*Required task*
Reproduce verbatim the stretch of the listing below from the line containing "the child's open" through the end of the listing, both ends included.

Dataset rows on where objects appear

*-*-*

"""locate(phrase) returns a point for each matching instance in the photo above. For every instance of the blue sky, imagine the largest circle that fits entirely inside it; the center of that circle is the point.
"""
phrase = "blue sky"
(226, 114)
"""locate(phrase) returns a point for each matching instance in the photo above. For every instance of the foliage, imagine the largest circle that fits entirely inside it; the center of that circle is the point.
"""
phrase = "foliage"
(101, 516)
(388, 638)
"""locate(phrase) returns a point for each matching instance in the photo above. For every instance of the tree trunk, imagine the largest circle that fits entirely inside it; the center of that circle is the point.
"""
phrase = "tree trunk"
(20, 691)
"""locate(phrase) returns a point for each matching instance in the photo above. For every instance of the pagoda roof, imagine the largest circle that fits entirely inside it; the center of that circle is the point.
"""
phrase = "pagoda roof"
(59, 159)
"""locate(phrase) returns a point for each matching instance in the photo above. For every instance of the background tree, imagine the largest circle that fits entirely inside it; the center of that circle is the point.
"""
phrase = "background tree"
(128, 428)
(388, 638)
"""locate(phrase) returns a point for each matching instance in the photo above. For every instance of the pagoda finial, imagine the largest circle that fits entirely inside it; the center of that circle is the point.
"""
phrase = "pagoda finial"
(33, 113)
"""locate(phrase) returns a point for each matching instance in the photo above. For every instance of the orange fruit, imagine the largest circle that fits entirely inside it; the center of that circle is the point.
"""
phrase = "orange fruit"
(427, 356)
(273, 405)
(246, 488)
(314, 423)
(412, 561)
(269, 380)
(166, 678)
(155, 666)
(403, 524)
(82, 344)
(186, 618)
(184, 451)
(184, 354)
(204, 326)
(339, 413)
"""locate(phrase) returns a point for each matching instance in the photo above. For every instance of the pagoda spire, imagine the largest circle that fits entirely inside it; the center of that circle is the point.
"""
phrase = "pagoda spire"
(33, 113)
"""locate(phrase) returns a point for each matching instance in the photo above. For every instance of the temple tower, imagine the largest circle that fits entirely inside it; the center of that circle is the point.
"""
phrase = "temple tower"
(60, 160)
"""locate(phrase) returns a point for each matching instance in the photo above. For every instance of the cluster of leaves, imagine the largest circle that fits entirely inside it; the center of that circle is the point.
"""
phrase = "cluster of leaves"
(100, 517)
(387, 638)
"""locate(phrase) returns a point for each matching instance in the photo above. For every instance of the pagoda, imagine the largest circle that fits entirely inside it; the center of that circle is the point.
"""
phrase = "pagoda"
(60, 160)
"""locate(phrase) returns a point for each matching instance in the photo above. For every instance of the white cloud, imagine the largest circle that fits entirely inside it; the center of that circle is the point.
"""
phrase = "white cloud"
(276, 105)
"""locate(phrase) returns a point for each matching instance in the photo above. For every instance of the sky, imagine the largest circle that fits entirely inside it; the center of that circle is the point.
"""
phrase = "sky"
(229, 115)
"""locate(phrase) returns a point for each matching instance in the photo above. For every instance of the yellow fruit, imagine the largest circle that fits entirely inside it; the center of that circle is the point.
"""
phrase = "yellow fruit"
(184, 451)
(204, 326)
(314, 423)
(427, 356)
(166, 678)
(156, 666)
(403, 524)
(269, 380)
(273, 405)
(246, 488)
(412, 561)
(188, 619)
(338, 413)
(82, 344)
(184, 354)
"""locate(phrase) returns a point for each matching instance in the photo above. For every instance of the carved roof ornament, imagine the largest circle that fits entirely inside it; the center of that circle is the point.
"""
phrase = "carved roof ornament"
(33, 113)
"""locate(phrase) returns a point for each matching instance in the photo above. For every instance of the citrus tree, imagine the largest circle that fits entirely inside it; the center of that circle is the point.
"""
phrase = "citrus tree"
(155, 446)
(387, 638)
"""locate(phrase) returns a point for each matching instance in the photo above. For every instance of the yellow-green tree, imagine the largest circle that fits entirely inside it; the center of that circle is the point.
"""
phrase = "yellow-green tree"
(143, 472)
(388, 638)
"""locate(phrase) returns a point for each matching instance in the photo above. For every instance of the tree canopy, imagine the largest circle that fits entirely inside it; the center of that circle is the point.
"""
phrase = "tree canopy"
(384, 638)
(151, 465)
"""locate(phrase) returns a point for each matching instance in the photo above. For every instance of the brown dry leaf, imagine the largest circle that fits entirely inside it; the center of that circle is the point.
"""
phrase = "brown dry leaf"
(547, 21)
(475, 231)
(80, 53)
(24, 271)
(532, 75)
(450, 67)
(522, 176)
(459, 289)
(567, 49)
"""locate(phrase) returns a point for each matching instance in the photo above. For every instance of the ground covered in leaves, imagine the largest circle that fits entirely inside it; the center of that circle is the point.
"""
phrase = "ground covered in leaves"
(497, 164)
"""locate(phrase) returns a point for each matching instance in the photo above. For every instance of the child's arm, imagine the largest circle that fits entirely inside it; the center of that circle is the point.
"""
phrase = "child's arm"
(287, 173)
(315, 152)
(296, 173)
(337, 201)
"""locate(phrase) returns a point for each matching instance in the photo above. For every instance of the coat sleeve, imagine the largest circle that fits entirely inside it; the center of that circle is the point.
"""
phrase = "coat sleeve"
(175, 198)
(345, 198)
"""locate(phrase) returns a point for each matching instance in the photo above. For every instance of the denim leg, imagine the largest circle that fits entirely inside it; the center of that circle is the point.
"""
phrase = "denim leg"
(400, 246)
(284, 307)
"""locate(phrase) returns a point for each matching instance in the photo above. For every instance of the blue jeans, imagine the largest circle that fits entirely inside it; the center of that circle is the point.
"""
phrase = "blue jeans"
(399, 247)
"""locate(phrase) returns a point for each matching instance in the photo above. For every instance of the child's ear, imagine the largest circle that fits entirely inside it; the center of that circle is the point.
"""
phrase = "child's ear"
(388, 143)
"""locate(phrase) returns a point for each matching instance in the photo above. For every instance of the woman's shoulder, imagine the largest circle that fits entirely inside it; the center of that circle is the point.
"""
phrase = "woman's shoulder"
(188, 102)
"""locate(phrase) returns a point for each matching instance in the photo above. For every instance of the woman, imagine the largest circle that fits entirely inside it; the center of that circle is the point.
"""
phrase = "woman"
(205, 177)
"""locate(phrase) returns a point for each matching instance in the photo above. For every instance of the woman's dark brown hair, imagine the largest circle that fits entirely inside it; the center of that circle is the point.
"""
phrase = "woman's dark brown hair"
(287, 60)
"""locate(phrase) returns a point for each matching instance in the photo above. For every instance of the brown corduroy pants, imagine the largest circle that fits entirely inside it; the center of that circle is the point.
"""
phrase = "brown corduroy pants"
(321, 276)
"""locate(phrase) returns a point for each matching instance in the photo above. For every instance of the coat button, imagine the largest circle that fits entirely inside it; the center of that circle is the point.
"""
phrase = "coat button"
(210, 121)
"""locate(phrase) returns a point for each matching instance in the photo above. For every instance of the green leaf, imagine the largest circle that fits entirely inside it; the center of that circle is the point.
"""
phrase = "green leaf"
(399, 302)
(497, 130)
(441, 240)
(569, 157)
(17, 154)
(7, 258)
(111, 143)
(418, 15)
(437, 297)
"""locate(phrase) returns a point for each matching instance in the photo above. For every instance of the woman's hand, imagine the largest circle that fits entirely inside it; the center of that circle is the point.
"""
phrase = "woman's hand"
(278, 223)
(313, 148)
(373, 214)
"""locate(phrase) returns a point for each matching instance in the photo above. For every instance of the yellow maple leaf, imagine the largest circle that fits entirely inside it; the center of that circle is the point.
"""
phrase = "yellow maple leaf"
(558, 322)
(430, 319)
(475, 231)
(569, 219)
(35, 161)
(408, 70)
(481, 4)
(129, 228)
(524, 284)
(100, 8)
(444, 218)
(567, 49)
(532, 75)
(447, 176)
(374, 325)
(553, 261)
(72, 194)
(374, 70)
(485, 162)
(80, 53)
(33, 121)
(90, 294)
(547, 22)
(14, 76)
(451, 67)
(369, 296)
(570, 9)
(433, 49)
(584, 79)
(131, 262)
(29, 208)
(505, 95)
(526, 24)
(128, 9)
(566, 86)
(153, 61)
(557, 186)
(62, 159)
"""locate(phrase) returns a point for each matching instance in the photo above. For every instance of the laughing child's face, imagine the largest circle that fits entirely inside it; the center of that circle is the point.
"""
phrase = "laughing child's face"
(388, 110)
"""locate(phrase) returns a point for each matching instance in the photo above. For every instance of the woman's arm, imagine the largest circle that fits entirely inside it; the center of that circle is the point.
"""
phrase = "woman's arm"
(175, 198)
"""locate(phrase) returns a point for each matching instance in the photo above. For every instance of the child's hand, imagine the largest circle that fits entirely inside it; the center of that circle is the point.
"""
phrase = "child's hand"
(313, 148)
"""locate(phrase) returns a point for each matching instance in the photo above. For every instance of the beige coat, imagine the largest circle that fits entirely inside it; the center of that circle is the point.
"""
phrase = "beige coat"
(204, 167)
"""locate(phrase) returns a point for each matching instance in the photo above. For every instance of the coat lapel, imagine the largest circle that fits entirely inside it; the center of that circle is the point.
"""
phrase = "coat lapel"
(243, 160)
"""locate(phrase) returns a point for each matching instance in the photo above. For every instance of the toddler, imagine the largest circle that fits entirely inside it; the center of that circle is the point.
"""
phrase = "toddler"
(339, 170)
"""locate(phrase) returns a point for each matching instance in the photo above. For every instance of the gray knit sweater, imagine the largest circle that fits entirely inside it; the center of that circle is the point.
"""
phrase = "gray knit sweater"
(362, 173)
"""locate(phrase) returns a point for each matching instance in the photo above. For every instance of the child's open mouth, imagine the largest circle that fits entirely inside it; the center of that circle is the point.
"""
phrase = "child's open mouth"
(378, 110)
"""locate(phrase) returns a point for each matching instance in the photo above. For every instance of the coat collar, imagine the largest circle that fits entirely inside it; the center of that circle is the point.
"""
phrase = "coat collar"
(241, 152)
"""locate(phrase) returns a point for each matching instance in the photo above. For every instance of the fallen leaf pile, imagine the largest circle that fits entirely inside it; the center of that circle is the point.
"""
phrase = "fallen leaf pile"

*-*-*

*Correct response*
"""locate(phrase) returns a point for each matching instance in the photo above. For every instance of the child's open mouth, imagine the largest circle that fits entirely inside it; the center of that circle is the point.
"""
phrase = "child's open mouth"
(378, 110)
"""locate(phrase) returns a point for each matching instance in the photo above. For every instance of the coat collar, imagine the largest circle that fits entirely inside it; the center of that circle is the point.
"""
phrase = "coat collar"
(241, 152)
"""locate(phrase) returns a point for each matching instance in the photo above. For every instance of the fallen leaf pile, imagine the largest circle that fits entirely inside it; the center of that circle is the point.
"""
phrase = "fallen leaf pile"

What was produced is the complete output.